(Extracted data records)
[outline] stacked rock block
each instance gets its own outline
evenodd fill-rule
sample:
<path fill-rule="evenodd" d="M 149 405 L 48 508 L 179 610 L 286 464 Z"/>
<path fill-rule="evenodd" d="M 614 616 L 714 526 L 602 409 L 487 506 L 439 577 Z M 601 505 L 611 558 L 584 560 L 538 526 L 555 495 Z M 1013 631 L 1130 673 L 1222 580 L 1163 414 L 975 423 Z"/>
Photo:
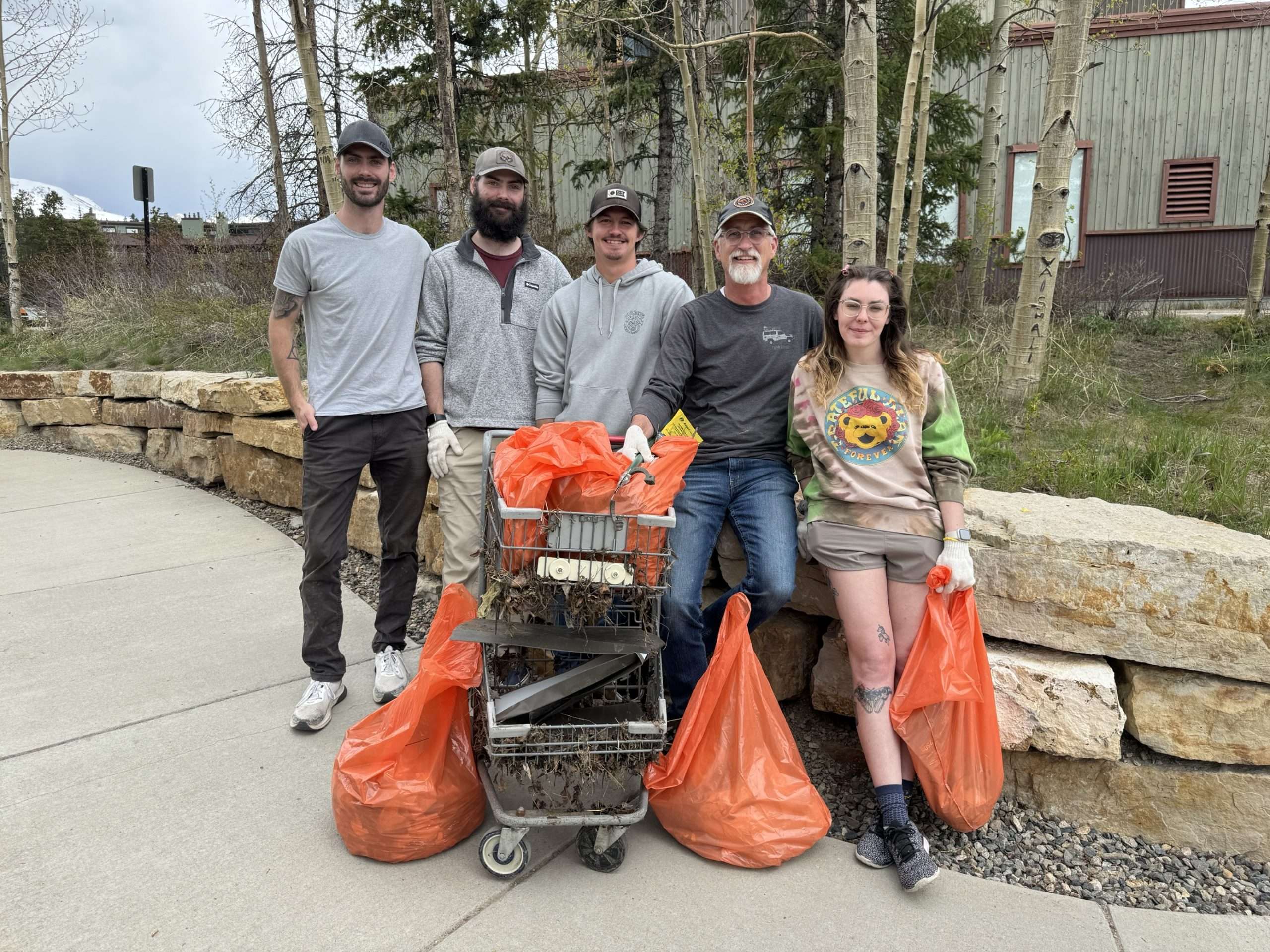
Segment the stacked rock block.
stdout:
<path fill-rule="evenodd" d="M 1006 795 L 1129 836 L 1270 859 L 1270 541 L 1157 509 L 972 490 Z M 740 543 L 720 537 L 729 584 Z M 799 564 L 785 612 L 837 617 Z M 757 632 L 756 632 L 757 636 Z M 812 703 L 853 716 L 841 623 Z"/>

Problem:
Can you update the records above by swapping each "stacked rock block" for "granite boulder" and keeping all other text the same? Omit the pictures from what you return.

Solution:
[outline] granite boulder
each instance gets its own outline
evenodd fill-rule
sample:
<path fill-rule="evenodd" d="M 149 405 L 48 508 L 179 610 L 286 464 Z"/>
<path fill-rule="evenodd" d="M 614 616 L 714 526 L 602 409 L 487 506 L 439 577 Z M 601 505 L 611 558 L 584 560 L 538 526 L 555 495 Z M 1013 631 L 1130 673 L 1222 580 L 1163 414 L 975 423 Z"/>
Photo:
Segment the granite boulder.
stdout:
<path fill-rule="evenodd" d="M 1006 795 L 1129 836 L 1270 859 L 1270 541 L 1157 509 L 972 490 Z M 740 543 L 720 537 L 729 584 Z M 799 564 L 785 612 L 837 617 Z M 757 632 L 756 632 L 757 636 Z M 812 703 L 853 716 L 841 623 Z"/>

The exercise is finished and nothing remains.